With the year’s end tantalisingly close, Australia awaits the announcement of the Federal government’s terms of reference for the national Royal Commission into institutional responses to child sexual…

Nick Pollard delivers his review on BBC Newsnight’s decision to exclude a report on alleged abuse by the late broadcaster, Jimmy Savile. EPA/Chris Radburn

With the year’s end tantalisingly close, Australia awaits the announcement of the Federal government’s terms of reference for the national Royal Commission into institutional responses to child sexual abuse.

The nature and breadth of these sex crimes and their alleged concealment is expected to be profound. As Australia prepares for its national inquiry, England is reeling from sexual abuse allegations “on an unprecedented scale”. A joint report, due early 2013, by the Metropolitan Police and the children’s charity, NSPCC, will reveal the findings of their ten-week investigation into the former BBC celebrity, Jimmy Savile. Savile faced multiple allegations of child sex offences before his death, but no prosecutions.

Operation Yewtree detectives have arrested other high-profile names, such as Gary Glitter, on suspicion of sexual offences. EPA/Tal Cohen

The head of this investigation, Commander Peter Spindler, revealed an astonishing 450 people have made sexual abuse allegations against Savile. Although this “scoping exercise”, named Operation Yewtree, into the alleged assaults by Savile has been completed, police continue investigations into the allegations of another 139 victims of alleged sexual assaults committed by other high profile celebrities in the UK.

What do the Australian Royal Commission into religious institutions and the English investigations into high profile celebrities have in common?

First, the majority of the crimes being dealt with are historic in that, broadly, they were committed between the 1960s and the 1990s.

Second, the victims were children and young people, some of whom were disabled.

Third, the alleged perpetrators were in positions of power, influence and trust.

Finally, most of the paedophiles and protectors sat safely under the criminal radar without ever facing prosecution – until now.

What you will do: Please repeat, word for word, the part of the abuse inquiries text starting with "Operation Yewtree detectives" and going on through "have in common?".

Data excerpts:
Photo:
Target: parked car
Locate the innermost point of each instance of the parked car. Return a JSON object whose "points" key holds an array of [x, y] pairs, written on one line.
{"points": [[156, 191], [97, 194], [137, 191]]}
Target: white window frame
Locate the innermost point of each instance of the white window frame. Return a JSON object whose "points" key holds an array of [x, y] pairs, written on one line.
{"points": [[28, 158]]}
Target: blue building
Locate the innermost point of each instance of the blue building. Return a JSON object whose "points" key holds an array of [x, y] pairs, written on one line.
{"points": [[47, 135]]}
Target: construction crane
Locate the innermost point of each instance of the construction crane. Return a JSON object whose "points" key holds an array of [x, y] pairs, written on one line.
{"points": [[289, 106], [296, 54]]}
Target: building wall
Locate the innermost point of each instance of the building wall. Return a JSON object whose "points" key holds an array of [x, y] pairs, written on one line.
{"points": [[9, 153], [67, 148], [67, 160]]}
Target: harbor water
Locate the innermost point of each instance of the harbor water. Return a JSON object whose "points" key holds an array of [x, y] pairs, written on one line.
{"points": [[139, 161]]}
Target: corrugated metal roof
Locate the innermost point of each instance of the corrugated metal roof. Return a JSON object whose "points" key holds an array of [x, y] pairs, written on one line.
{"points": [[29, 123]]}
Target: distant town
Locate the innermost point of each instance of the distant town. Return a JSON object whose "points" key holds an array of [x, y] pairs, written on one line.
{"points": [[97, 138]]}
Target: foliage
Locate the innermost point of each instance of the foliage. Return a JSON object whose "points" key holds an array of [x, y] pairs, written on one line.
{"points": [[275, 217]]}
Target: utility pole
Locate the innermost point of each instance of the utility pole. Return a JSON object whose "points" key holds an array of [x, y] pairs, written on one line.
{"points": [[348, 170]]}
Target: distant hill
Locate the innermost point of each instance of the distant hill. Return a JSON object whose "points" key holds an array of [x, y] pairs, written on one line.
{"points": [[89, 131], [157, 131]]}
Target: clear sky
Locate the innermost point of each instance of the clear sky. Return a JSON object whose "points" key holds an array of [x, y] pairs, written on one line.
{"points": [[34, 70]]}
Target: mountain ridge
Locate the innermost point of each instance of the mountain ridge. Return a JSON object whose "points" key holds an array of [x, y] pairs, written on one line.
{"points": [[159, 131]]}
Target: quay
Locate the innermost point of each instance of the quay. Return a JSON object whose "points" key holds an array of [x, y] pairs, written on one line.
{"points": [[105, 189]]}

Solution to this problem:
Operation Yewtree detectives have arrested other high-profile names, such as Gary Glitter, on suspicion of sexual offences. EPA/Tal Cohen

The head of this investigation, Commander Peter Spindler, revealed an astonishing 450 people have made sexual abuse allegations against Savile. Although this “scoping exercise”, named Operation Yewtree, into the alleged assaults by Savile has been completed, police continue investigations into the allegations of another 139 victims of alleged sexual assaults committed by other high profile celebrities in the UK.

What do the Australian Royal Commission into religious institutions and the English investigations into high profile celebrities have in common?